Extrait choisi:
++++++++++
« Ma Doue benniget ! » : à rire, à pleurer ou à pleurer de rire ?

Chronique publié le 24/11/12 12:34 dans Cultures par Jean-Charles Perazzi pour Jean-Charles Perazzi

« Ma Doue benniget ! » : à rire, à pleurer ou à pleurer de rire ?

Plomelin/Ploveilh.- Suite du journal de campagne de J.C. Perazzi

Hervé Lossec, avec « Ma Doue benniget ! », a remis ça. Une série d'histoires drôles, en brezhoneg et en français qui fait suite à ses deux ouvrages précédents consacrés aux bretonnismes. Avec, cette fois encore, les crobards de Nono, l'homme qui dessine plus vite que son ombre.

Sachant que les deux premiers livres ont connu un vrai succès de librairie (ils atteindront les 300 000 exemplaires en fin d'année), celui-ci pourrait aussi faire un tabac. Et les lecteurs auront beaucoup de plijadur. Sauf que ce type d'ouvrages ne fait pas une totale unanimité chez nous. Etonnant, non ?

La scène se passe l'autre jour au salon du livre de Riantec. On tend l'oreille pour entendre un solide pêcheur de Port-Louis demander à Lossec une dédicace, avec ce commentaire : « Je ne connais pas le breton que parlait pourtant mon père. Mais vos deux autres livres m'ont donné le goût de m'y mettre. »
++++++++++
Quelques enregistrements
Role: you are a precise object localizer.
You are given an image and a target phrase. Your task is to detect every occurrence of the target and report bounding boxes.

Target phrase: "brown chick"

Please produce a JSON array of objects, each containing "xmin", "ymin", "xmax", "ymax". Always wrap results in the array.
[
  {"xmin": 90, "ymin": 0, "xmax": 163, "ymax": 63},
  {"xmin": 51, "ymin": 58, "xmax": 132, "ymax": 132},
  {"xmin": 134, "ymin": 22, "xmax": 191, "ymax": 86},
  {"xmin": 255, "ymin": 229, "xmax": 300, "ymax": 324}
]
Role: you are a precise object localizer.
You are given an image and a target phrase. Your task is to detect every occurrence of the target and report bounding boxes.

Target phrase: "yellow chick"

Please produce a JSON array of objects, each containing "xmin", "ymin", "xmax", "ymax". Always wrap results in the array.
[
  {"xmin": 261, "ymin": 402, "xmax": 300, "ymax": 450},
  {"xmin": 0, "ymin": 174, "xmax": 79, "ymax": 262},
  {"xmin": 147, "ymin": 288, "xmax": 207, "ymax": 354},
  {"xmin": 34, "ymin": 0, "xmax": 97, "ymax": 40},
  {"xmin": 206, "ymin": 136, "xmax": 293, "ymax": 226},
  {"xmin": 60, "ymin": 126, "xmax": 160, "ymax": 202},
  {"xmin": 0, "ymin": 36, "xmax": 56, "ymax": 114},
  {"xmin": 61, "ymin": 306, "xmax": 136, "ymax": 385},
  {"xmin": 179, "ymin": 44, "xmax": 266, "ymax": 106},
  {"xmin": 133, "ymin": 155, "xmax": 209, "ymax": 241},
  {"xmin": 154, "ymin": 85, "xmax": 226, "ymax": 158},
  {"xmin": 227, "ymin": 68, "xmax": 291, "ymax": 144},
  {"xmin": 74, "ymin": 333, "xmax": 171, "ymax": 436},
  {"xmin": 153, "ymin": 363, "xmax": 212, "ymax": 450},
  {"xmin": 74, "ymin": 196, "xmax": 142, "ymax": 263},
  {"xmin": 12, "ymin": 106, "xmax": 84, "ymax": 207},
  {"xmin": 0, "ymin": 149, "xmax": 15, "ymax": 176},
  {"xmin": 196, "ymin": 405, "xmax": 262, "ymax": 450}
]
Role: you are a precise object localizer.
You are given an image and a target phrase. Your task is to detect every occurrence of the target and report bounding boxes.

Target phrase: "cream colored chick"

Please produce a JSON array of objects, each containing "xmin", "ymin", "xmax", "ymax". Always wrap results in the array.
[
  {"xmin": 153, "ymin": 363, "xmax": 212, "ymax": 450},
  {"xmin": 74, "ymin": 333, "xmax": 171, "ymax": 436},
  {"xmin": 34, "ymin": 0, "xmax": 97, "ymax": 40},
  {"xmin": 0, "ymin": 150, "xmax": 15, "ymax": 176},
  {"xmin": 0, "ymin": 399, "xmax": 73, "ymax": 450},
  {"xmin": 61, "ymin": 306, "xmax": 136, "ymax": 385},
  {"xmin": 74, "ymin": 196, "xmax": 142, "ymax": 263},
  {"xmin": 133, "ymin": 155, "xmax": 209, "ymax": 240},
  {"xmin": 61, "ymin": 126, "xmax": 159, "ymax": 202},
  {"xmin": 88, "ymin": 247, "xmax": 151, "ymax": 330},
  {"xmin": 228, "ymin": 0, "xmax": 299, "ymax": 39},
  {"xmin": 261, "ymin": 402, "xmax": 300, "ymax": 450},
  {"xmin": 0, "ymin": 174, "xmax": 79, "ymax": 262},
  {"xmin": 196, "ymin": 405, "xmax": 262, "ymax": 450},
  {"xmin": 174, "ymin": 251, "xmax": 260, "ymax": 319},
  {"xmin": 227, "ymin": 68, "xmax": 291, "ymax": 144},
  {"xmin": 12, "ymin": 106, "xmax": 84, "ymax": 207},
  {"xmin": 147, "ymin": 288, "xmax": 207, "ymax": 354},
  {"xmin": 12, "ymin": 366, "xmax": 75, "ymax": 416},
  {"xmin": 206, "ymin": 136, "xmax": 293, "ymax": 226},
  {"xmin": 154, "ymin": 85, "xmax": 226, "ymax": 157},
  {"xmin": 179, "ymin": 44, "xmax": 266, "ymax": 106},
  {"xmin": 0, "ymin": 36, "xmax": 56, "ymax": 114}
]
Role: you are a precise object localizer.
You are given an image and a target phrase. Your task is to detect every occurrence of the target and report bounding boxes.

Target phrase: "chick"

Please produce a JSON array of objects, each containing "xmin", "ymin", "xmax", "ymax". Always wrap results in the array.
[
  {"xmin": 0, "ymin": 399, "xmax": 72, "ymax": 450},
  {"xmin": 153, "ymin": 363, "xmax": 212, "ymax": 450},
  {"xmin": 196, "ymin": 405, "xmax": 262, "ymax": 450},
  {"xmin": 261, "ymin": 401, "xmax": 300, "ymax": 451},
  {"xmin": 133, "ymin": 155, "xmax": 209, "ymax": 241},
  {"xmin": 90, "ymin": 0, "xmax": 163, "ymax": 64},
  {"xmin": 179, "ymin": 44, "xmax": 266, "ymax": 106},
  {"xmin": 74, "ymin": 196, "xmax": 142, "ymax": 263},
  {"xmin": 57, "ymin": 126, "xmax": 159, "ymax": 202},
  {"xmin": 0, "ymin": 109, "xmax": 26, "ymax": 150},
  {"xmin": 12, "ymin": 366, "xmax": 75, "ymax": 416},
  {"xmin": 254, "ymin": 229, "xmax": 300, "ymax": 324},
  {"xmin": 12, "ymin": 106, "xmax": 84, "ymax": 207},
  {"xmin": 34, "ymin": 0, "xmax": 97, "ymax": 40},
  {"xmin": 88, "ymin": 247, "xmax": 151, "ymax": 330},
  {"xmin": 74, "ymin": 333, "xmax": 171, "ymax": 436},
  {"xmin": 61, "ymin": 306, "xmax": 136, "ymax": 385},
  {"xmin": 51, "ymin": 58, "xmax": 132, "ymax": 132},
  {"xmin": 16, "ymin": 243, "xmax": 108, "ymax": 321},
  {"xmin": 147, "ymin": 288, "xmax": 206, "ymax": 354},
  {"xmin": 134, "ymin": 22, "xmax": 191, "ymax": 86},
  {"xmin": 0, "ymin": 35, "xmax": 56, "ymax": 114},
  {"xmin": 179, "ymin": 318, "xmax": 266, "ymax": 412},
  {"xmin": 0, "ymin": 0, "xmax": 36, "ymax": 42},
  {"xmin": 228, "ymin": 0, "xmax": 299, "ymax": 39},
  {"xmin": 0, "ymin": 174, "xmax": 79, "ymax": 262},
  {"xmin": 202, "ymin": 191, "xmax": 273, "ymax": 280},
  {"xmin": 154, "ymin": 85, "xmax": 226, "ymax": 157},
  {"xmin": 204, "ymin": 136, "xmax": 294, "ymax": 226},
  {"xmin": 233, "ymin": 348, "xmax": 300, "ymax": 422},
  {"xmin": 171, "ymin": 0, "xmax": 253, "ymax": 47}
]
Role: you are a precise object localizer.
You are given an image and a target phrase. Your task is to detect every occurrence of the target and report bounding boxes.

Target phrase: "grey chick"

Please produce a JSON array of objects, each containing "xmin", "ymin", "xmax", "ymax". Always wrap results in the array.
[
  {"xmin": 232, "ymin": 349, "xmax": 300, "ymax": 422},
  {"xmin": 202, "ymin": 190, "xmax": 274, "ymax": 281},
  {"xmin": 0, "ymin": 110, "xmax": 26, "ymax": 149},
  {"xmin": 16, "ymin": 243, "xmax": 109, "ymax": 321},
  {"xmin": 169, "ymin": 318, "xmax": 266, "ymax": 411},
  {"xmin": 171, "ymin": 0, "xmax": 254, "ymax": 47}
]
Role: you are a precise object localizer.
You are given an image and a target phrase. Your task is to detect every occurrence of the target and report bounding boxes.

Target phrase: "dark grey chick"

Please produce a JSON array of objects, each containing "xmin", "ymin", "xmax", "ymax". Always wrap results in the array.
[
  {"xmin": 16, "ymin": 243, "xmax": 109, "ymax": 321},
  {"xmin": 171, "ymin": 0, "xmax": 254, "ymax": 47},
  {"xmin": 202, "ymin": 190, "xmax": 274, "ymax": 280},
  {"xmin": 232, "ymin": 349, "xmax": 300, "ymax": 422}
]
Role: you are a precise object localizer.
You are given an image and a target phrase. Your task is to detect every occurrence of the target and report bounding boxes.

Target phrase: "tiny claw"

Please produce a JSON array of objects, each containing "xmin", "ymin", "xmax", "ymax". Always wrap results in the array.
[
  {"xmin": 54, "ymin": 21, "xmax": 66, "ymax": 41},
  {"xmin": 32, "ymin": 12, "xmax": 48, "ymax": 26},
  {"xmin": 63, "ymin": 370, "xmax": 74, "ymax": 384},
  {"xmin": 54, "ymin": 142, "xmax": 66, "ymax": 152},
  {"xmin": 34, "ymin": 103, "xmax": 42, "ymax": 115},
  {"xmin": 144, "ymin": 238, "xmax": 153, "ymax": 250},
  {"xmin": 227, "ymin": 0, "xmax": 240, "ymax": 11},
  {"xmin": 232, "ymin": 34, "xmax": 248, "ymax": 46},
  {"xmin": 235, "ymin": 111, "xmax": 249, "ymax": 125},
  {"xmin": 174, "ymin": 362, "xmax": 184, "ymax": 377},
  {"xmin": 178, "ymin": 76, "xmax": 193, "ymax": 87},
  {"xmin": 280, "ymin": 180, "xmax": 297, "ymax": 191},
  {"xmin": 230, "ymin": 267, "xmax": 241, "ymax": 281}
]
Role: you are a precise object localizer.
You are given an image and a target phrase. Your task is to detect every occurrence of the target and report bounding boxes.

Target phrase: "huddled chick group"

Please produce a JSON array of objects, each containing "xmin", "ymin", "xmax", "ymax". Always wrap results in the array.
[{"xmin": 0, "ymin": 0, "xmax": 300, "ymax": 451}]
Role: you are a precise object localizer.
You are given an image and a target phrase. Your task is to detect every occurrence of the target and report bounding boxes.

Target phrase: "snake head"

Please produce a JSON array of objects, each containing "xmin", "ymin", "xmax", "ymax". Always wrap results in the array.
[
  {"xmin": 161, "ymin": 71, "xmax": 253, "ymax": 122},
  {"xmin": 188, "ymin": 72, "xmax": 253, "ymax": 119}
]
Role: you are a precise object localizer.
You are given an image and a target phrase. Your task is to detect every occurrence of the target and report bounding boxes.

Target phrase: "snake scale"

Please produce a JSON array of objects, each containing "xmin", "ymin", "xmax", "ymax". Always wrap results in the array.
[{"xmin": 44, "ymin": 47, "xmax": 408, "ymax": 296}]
++++++++++
Consigne:
Relevez, s'il vous plaît, toutes les personnes que la chronique désigne par un nom ou un surnom.

Corrigé:
- Jean-Charles Perazzi (aussi appelé J.C. Perazzi)
- Hervé Lossec
- Nono